**EXTRACT PROVIDED:**
────
# Milling task.



## prasad (Dec 31, 2014)

I want to mill a large size aluminum tube (8" OD, 4" ID and 1" long). My plan is to make a 6" square as you can see marked in the picture attached. I will have to mill the tube equally on 4 sides. I can start on one edge and once I have that side formed I can flip it around and mill the opposite edge. I should get both sides parallel. 

I am not sure what I must do at this point to get the remaining two sides at 90 degree square. Please can you advice me? 

Thank you and Happy New Year 2015 to all, 
Prasad
Wynnewood PA


----------



## 18w (Dec 31, 2014)

Depending on what you have as far as equipment goes,here's the quick and dirty way. Because of the diameter your vise probably won't accept the part laying flat so that narrows down your options. ( if it is big enough let us know and you can go to option 2). First I would bandsaw all the extra material off to eliminate as much height as possible. Put the part in the vise vertically and mill top and bottom as you suggested. Then rotate part 90 degrees and hold a machinist square against the machined side while tightening the vise. Mill and then flip it 180 and repeat. Because of the height sticking out of the vise don't go crazy with depth of cut and feed.
────
**SUPPLIED RECORDS:**
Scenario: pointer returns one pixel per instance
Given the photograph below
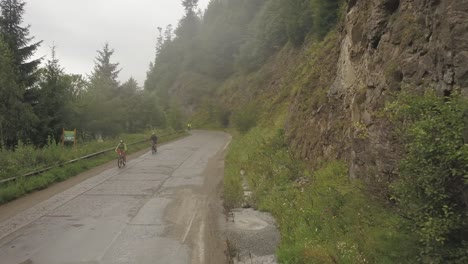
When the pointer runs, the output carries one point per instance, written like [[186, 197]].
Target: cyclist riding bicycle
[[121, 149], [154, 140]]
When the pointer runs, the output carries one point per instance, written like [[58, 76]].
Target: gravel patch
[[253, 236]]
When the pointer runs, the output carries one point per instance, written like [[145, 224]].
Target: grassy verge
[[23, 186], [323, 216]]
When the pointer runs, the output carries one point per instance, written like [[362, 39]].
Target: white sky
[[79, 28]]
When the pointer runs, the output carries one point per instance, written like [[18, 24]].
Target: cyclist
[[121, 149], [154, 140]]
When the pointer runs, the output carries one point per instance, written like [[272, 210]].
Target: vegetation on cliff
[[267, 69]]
────
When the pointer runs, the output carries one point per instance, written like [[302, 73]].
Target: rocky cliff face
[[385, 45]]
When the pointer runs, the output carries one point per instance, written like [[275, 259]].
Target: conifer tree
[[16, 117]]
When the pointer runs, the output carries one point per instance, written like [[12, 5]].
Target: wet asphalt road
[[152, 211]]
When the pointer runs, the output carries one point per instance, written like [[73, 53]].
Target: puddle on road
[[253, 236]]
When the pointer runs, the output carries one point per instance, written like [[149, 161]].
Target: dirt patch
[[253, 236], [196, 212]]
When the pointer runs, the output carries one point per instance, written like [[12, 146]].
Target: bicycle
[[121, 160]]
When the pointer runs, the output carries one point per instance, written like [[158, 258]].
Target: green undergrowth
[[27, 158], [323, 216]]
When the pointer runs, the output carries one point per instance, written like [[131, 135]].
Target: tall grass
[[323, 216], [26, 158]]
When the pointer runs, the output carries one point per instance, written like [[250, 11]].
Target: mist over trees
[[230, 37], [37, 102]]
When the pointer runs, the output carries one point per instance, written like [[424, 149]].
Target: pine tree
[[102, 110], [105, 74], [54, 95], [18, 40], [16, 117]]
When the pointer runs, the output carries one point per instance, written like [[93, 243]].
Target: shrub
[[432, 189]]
────
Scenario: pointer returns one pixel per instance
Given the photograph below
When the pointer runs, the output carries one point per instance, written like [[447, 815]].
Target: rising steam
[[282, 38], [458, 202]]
────
**REQUIRED WORK:**
**A.** From the milling thread, repeat the passage starting with "I want to mill" and going on through "you advice me?".
**B.** Write the next part of the milling thread, picking up right after its last sentence.

**WRITTEN RESPONSES:**
**A.**
I want to mill a large size aluminum tube (8" OD, 4" ID and 1" long). My plan is to make a 6" square as you can see marked in the picture attached. I will have to mill the tube equally on 4 sides. I can start on one edge and once I have that side formed I can flip it around and mill the opposite edge. I should get both sides parallel. 

I am not sure what I must do at this point to get the remaining two sides at 90 degree square. Please can you advice me?

**B.**
Regards
Darrell


----------



## aliva (Dec 31, 2014)

If you have rotary table you could grab the tube from the inside and rotate every 90 degrees, and mill all 4 sides. Or set it in your vise, mill 1 flat to the desired size, flip it 180 degrees and mount it on parallels. this will get 2 sides parallel to each other, once you have 2 opposite sides done turn 90 degrees in the vise and line up one of the milled sides with a square, you now have 3 sides parallel to each other the 4th side should be simple enough to mill, with the opposite side sitting on parallels in the vise


----------



## mzayd3 (Dec 31, 2014)

clamp the tube to the table of your mill on top of some spacer blocks (123 blocks if you have them).  advance the mill's x axis to mill one flat, move the y axis to the point of the parallel side, and advance the x axis again, but in reverse.  This will provide two parallel sides.  Now, clamp the two sides that were just milled, and remove the other two clamps.  repeat the same previous steps but instead advance the y axis.  if your mill is not big enough, you will have to do four separate setups, each time indicating off a previously milled edge.  hope this is clear.


----------



## prasad (Dec 31, 2014)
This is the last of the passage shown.